Selección -

▶

No en vano se conoce a los peruanos como mazamorreros, pues ya en esas épocas
se conocieron aquellas hechas con maíz espolvoreado con cal; o aquellas
llamadas api, y que eran endulzadas con frutas o miel de algarrobo o de
abejas. A pesar de que erróneamente se
ha dicho que los antiguos peruanos no conocían los dulces, los cronistas nos
cuentan que aquellos confeccionaban edulcorantes con vegetales y frutas, a los
que asoleaban para aumentar sus niveles de azúcar. Así, se utilizaban las ocas y camotes maduros
y asoleados. Hacían moldes de chancaca,
hirviendo la cáscara tierna del magüey, hacían un almíbar del fruto del molle,
y sacaban la miel del árbol del algarrobo.
Tenían también,
la miel de unas abejas sin aguijón (huancairruy tocto) de las que nos habla el
historiador y estudioso de la nutrición en el Antiguo Perú, Santiago Antúnez de
Mayolo Rynning. La mazamorra morada y
las mazamorras de piña, guindones, guindas y capulís, espesadas con harina de
camote y el champú de mote, endulzado con frutas, ya eran consumidas en esa época.
A través de
la comida, el indígena se relacionaba con la Pachamama o madre tierra, y con el
resto de su mundo espiritual. El hombre
consideraba a la comida como un regalo de sus dioses, y como una forma de
relacionarse con su entorno.
Cuando
vinieron los españoles se produjo un choque cultural con la introducción de un
mundo religioso ajeno a ellos, y con costumbres y modos de alimentación
diferentes. Sintieron la irreverencia del invasor, con respecto a su relación
con las dádivas de la naturaleza y su respeto por la gran comunidad
humana. Aun así, ante la imposición de
aquellos, fingieron someterse y fusionaron su cultura, su religión y su
alimentación con la del conquistador.

◀

Tareas a realizar -
1. Copie sin alteraciones el pasaje del texto sobre la alimentación en el Antiguo Perú que va desde "No en vano se" hasta "árbol del algarrobo.", ambos inclusive.
2. Según el texto sobre la alimentación en el Antiguo Perú, ¿qué hacían los antiguos peruanos con los vegetales y frutas para aumentar sus niveles de azúcar?

Extracto del conjunto de datos
▶

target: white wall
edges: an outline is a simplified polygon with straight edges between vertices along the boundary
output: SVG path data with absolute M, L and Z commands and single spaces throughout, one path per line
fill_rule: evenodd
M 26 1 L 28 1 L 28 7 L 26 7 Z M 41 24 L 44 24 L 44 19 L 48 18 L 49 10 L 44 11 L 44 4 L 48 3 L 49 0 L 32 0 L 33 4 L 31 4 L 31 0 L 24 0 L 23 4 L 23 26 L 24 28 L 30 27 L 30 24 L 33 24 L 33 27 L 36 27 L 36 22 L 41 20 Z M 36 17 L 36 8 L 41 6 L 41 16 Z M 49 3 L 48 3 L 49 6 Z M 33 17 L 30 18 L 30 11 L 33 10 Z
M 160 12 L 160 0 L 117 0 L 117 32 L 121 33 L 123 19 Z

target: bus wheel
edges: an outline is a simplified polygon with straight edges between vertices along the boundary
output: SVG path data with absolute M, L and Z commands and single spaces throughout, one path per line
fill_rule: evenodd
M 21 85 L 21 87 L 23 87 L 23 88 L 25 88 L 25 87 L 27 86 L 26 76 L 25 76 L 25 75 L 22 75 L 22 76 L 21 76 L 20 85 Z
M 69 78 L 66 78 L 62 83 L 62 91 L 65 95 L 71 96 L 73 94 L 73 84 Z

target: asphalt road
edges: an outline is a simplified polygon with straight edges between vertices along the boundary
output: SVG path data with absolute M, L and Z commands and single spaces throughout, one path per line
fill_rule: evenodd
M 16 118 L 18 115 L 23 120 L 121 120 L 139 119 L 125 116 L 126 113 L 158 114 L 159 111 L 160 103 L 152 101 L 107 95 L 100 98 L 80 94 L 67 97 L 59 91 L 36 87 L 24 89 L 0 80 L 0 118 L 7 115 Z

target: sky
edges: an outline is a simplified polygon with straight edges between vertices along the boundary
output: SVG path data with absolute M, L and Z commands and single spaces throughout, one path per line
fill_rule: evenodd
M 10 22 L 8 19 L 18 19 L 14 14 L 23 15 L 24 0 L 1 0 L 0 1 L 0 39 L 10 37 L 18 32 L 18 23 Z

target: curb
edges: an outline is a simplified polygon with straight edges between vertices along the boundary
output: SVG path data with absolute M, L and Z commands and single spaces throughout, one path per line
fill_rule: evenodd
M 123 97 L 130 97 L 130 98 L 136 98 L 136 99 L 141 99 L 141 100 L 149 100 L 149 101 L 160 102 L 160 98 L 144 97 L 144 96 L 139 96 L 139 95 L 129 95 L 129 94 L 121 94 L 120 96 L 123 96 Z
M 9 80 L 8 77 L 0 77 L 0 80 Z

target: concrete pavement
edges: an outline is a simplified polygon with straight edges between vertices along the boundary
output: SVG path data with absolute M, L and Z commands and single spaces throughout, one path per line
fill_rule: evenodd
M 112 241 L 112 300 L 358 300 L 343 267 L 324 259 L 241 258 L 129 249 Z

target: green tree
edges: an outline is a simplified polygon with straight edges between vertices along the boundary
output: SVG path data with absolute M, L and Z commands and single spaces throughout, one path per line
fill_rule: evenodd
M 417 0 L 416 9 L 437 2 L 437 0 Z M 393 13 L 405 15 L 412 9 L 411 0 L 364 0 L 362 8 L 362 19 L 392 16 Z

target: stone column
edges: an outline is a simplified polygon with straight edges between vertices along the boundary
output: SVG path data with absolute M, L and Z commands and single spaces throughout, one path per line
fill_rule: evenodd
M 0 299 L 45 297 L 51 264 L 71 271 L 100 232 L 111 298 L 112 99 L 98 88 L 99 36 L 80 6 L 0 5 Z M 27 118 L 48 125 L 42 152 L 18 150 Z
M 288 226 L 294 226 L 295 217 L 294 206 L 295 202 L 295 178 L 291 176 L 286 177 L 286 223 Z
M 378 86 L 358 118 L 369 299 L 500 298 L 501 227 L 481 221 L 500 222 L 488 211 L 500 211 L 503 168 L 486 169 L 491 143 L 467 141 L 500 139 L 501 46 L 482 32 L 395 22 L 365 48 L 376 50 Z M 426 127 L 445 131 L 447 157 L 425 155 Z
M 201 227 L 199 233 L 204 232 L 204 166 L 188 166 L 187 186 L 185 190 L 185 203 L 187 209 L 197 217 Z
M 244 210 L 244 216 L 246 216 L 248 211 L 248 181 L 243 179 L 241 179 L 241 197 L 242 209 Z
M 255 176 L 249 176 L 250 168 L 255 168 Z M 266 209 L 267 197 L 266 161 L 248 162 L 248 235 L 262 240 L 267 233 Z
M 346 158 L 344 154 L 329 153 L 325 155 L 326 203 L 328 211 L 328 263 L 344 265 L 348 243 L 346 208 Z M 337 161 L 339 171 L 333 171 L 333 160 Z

◀

Respuestas por tarea -
1.
No en vano se conoce a los peruanos como mazamorreros, pues ya en esas épocas
se conocieron aquellas hechas con maíz espolvoreado con cal; o aquellas
llamadas api, y que eran endulzadas con frutas o miel de algarrobo o de
abejas. A pesar de que erróneamente se
ha dicho que los antiguos peruanos no conocían los dulces, los cronistas nos
cuentan que aquellos confeccionaban edulcorantes con vegetales y frutas, a los
que asoleaban para aumentar sus niveles de azúcar. Así, se utilizaban las ocas y camotes maduros
y asoleados. Hacían moldes de chancaca,
hirviendo la cáscara tierna del magüey, hacían un almíbar del fruto del molle,
y sacaban la miel del árbol del algarrobo.

2. Los asoleaban.